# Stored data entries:
■ ■ ■ ■

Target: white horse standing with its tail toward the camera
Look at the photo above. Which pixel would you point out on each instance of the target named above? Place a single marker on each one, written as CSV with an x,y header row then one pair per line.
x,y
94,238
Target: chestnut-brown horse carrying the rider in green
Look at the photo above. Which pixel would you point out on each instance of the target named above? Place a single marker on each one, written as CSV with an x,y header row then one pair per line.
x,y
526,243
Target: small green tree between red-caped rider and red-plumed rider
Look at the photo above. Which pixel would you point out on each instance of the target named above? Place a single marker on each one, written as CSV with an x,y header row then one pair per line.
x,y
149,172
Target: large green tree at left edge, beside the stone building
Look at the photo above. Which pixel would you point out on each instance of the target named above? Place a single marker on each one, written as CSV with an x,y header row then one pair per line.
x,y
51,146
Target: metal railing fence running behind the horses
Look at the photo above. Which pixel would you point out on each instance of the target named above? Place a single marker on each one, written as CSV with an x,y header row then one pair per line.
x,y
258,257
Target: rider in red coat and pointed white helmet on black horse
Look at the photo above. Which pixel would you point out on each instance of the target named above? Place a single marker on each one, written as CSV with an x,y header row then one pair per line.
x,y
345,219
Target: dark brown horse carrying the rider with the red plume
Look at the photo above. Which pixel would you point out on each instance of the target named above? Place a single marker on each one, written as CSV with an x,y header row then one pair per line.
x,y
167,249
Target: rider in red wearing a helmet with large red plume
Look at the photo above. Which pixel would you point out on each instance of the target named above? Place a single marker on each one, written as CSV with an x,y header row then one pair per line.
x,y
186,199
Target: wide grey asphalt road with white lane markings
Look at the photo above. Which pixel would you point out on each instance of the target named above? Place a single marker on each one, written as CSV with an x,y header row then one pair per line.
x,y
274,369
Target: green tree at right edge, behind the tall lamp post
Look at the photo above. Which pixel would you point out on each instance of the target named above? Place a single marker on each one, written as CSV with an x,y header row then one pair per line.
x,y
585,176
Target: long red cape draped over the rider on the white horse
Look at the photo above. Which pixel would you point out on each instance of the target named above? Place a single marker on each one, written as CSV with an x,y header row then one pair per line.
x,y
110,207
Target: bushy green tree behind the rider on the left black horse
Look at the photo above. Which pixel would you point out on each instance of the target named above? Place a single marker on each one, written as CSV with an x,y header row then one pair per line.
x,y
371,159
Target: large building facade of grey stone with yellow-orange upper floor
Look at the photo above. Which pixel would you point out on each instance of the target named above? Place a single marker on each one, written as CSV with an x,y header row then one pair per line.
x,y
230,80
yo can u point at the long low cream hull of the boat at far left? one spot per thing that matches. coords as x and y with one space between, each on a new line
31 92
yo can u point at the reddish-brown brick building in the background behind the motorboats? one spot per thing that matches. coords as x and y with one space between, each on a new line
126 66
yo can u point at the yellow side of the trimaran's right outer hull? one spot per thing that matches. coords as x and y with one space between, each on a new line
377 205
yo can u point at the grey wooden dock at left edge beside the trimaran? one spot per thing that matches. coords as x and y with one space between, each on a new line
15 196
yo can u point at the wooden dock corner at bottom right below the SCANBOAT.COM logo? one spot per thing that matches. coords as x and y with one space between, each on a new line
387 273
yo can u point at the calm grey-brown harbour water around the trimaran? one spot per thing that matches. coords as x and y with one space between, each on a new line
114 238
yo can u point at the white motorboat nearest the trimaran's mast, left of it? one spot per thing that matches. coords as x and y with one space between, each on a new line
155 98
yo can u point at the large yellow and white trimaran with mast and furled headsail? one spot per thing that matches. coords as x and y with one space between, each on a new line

■ ■ ■ ■

# TASK BRIEF:
Give all the lines above again, exactly.

# REPLY TO THE EXERCISE:
Target: white horse standing with its tail toward the camera
Look at the photo above. Which pixel would you point out on each instance of the target named above? Place a single marker on each one, written as CSV with an x,y header row then one pair per line.
x,y
94,238
Target: chestnut-brown horse carrying the rider in green
Look at the photo above. Which pixel would you point out on each instance of the target named above? Place a single marker on each one, written as CSV with an x,y header row then one pair per line.
x,y
526,243
Target: small green tree between red-caped rider and red-plumed rider
Look at the photo above. Which pixel would you point out on each instance of the target named above? Place a single marker on each one, written as CSV with an x,y header row then one pair per line.
x,y
149,172
Target: large green tree at left edge, beside the stone building
Look at the photo above. Which pixel would you point out on each instance of the target named above? Place a single marker on each one, written as CSV with an x,y header row then one pair per line.
x,y
51,146
Target: metal railing fence running behind the horses
Look at the photo above. Which pixel would you point out on each instance of the target named above? Place a single marker on each one, written as CSV with an x,y header row then one pair per line.
x,y
258,257
Target: rider in red coat and pointed white helmet on black horse
Look at the photo above. Which pixel would you point out on each instance of the target named above? Place a single marker on each one, written as CSV with an x,y header row then one pair per line.
x,y
345,219
Target: dark brown horse carrying the rider with the red plume
Look at the photo above. Which pixel would you point out on each instance of the target named above? Place a single marker on each one, written as CSV with an x,y header row then one pair per line.
x,y
167,249
Target: rider in red wearing a helmet with large red plume
Look at the photo above. Which pixel would you point out on each instance of the target named above? Place a single marker on each one, written as CSV with an x,y header row then one pair per line.
x,y
186,199
Target: wide grey asphalt road with white lane markings
Look at the photo above. Which pixel would you point out on each instance of the target named above? Place a single marker on each one, written as CSV with an x,y header row then one pair per line.
x,y
274,369
Target: green tree at right edge, behind the tall lamp post
Look at the photo above. Which pixel would you point out on each instance of the target named above? Place a single marker on each one, written as CSV with an x,y header row then one pair per line.
x,y
585,176
Target: long red cape draped over the rider on the white horse
Look at the photo above. Which pixel would you point out on each instance of the target named above? Place a single marker on each one, written as CSV with an x,y header row then one pair per line.
x,y
110,207
Target: bushy green tree behind the rider on the left black horse
Look at the photo above. Which pixel would you point out on each instance of the target named above? Place a single marker on each one, written as CSV with an x,y header row then one pair per line.
x,y
371,159
Target: large building facade of grey stone with yellow-orange upper floor
Look at the photo above. Which pixel would you point out on each instance of the target named above? Place a single marker on each one, written as CSV with an x,y header row then one pair per line.
x,y
230,80
yo can u point at the long low cream hull of the boat at far left? one spot per thing that matches. coords as x and y with one space between, each on a new line
31 92
yo can u point at the reddish-brown brick building in the background behind the motorboats? one spot per thing that matches. coords as x and y with one space between, each on a new line
126 66
yo can u point at the yellow side of the trimaran's right outer hull? one spot per thing that matches. coords as x and y with one space between, each on a new line
377 205
yo can u point at the grey wooden dock at left edge beside the trimaran? one spot per thing that matches. coords as x and y with one space between, each on a new line
15 196
yo can u point at the wooden dock corner at bottom right below the SCANBOAT.COM logo? one spot per thing that matches. coords as x and y with one space between, each on a new line
387 273
yo can u point at the calm grey-brown harbour water around the trimaran? one spot per thing that matches. coords as x and y with one space between, each on a new line
114 238
yo can u point at the white motorboat nearest the trimaran's mast, left of it? one spot per thing that matches. coords as x and y with one space between, each on a new line
155 98
yo can u point at the large yellow and white trimaran with mast and furled headsail? one spot per thing that matches. coords as x and y with one space between, each on a new line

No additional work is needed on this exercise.